==== Record excerpts ====

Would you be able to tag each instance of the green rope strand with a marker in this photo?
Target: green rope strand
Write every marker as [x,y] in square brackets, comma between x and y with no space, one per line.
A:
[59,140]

====

What is needed ::
Please reproduce the lines above word for word, with no changes.

Exercise output ::
Would you be able to tag each instance of the green rope strand with a marker in this photo?
Target: green rope strand
Write every marker as [x,y] in square brackets, comma between x and y with no space, one per line.
A:
[59,140]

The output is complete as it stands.